### WHAT YOU WILL DO
Return every line in the rows below that contains the word "green". Case counts, so a line matches only if the capitals and lowercase letters are the same.

### DATA

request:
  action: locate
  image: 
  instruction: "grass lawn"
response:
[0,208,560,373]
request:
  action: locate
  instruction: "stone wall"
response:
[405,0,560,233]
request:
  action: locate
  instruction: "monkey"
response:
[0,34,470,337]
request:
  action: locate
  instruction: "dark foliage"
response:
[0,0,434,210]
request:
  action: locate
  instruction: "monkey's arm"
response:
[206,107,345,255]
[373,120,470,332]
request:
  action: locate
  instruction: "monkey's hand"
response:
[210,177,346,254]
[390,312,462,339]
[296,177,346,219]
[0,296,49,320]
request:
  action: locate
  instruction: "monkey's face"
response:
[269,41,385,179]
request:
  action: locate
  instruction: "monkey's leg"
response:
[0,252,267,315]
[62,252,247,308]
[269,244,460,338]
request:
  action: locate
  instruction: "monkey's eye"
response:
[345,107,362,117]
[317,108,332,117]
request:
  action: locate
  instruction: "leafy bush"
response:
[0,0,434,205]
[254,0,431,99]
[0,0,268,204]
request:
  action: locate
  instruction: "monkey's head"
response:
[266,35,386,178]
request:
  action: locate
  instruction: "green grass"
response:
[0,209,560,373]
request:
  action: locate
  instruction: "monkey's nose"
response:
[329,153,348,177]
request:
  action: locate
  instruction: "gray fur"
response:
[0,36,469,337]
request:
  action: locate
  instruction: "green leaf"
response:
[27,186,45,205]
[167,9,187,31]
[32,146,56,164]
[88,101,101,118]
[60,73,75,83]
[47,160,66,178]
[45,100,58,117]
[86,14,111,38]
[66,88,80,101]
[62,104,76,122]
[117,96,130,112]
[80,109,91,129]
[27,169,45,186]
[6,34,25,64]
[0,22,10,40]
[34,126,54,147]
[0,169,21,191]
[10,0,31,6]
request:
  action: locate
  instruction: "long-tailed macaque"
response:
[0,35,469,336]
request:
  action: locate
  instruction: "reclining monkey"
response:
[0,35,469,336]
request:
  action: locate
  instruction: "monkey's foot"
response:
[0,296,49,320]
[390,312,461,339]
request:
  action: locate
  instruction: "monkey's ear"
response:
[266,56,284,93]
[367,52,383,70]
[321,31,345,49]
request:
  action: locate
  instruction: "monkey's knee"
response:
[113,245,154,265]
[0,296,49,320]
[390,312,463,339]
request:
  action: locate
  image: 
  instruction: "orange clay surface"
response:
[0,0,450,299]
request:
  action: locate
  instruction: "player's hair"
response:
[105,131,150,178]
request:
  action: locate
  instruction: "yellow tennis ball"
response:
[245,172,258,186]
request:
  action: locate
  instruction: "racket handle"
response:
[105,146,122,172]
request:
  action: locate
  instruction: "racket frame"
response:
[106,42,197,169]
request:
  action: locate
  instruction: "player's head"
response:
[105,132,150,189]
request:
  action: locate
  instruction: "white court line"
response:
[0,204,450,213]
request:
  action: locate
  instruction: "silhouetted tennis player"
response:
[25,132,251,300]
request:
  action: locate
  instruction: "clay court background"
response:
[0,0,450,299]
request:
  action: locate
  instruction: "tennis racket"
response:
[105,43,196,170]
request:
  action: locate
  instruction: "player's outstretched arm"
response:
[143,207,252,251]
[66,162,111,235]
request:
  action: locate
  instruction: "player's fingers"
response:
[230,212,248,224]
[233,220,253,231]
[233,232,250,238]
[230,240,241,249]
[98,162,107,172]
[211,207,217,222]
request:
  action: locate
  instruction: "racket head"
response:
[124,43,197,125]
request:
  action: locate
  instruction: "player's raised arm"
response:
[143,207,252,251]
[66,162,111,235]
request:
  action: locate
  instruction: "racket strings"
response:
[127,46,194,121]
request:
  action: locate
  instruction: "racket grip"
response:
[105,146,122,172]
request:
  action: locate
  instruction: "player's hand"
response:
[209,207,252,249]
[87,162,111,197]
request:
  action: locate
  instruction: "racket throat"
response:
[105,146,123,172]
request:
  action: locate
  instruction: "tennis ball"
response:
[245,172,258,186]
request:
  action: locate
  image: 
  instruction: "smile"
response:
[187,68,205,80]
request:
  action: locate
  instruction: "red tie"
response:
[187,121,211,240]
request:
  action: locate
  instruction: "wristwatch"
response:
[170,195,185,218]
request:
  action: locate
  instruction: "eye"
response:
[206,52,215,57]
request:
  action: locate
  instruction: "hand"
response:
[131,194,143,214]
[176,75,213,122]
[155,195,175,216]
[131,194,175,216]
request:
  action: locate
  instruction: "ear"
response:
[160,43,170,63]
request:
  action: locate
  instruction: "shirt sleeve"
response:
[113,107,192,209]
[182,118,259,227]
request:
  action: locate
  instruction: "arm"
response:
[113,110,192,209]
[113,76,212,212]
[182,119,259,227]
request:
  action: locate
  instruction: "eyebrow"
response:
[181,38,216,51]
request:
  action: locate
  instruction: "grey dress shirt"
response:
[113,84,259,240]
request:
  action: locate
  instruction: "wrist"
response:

### ANSWER BELOW
  instruction: "green grass"
  instruction: "green leaf"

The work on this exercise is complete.